Supplied passage:
Three days were planned without scientific experiments (two for Aouda.X, one for Aouda.S). Those days were reserved mainly for photo shoots; as a result, the donning time dominates the activities (red and green bars). Apart from one exception, no dedicated meal breaks were planned—previous missions showed that the astronauts usually eat before and after the EVAs and take their breaks to rest when needed.

The mean experiment fraction was 32% for Aouda.X and for Aouda.S. We note a slight increase of experiment fraction for the Aouda.X EVAs over the duration of the mission (see Fig. 5a). No such trend is apparent for Aouda.S. The mean value of the planned experiment time comprised 59% and 53% of the total time for Aouda.X and Aouda.S, respectively.

A larger fraction of gaps in the executed activities compared to the planned activities suggests that large amounts of time were spent on activities that were not properly logged or reported. On the last day of the mission, February 28, no EVAs took place, although Aouda.X was planned for a short half-day EVA. On other days, EVAs had been cancelled due to crew health, repairs, or infrastructural inconveniences, for example, due to the excursion to Station Payer.

Note the following special case: on February 23 a sandstorm led to all activities being aborted, which resulted in 100% of the Aouda.S EVA time being marked as gaps; Aouda.X only shows donning and gaps.

In Fig. 6, the time use for both space suit simulators and the full amount of EVAs is added up and compared with the planned distribution. In total, 301.5 h of activities were planned, of which 190.73 h were executed. The comparison of the distribution between planned (outer ring) and executed (inner ring) reveals that more than half the total time (54%) was originally planned for scientific experiments, whereas it made up less than a third (32%) of the executed activities. The donning fraction in both distributions is comparable, but for the executed activities the gaps rise to almost 19% of the total. The divergence between planned and executed activities leaves room for improvement of the planning strategy to achieve higher scientific mission outcome. The reasons for this divergence and how to overcome it should be subject to further studies.

FIG. 6.

Distribution of suited activities during MARS2013 planned (outside) versus executed (inside). (Color graphics available online at www.liebertonline.com/ast)

5.3. Duration per activity

To determine the efficiency of the MARS2013 planning strategy, it is necessary to consider both the number of achieved science goals and their duration. We can then evaluate the time evolution per science goal and compare the executed to the planned duration. The planning strategy efficiency increases if the difference in time per run/sample (TPR) between theoretical (planned) and practical (executed) decreases. For a mission that also consists of experiments that have never before been tested in the field, the duration estimated prior to the mission, which served as the primary planning input, and the actual duration for the conduction of this experiment can differ greatly. Additionally, the duration might vary throughout the mission since the astronauts will become familiarized with procedures and hardware, thus decreasing the TPR. To perform efficient activity planning, it is therefore essential during the mission to adapt the scheduled times for activities in future DAPs to follow the trend of their duration. This ensures that EVA time will be used with optimum efficiency. For MARS2013, this was not yet fully implemented due to limited resources; in most cases, a detailed assessment of experiment durations was only available toward the end of the mission. The adaptations of the planned TPR during the mission were therefore mostly based on updated estimates of the field crew (see Section 2.2).

Excerpted data:
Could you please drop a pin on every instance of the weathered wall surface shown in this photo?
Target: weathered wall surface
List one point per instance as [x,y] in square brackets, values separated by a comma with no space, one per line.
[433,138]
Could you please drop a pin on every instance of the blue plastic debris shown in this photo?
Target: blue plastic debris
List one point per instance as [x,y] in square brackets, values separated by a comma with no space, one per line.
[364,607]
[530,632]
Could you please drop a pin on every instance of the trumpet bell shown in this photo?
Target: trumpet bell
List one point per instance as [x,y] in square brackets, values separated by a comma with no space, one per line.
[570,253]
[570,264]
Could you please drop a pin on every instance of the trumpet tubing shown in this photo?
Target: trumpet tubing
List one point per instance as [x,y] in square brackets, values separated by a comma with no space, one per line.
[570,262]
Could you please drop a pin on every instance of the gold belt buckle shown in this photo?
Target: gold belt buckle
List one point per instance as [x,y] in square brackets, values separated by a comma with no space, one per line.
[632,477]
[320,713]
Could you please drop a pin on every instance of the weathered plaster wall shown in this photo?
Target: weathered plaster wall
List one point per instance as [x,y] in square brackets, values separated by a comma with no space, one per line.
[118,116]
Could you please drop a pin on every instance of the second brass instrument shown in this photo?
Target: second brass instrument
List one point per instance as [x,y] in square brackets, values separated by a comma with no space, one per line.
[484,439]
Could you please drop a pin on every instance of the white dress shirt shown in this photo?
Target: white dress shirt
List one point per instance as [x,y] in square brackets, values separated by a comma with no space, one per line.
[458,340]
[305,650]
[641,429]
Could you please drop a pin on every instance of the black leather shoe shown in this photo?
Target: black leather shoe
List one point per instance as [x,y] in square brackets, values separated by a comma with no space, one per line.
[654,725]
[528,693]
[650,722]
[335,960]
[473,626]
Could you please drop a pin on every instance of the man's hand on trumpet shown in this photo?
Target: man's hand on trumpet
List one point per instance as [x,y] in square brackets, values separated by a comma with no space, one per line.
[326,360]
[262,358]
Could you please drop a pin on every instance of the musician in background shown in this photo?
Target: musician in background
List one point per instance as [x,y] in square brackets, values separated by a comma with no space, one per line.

Task statement: Condense the paragraph of the MARS2013 passage that begins "In Fig. 6, the time use" into a short bulleted list that keeps its main facts.

Task answer:
- Time use for both space suit simulators across all EVAs is summed and compared with the planned distribution.
- 301.5 h of activities were planned and 190.73 h were executed.
- Scientific experiments made up 54% of planned time but only 32% of executed activities.
- Donning shares are comparable in both distributions, but gaps reach almost 19% of executed time.
- The planning strategy could be improved to raise scientific outcome, and further studies should examine the causes of the divergence and how to overcome it.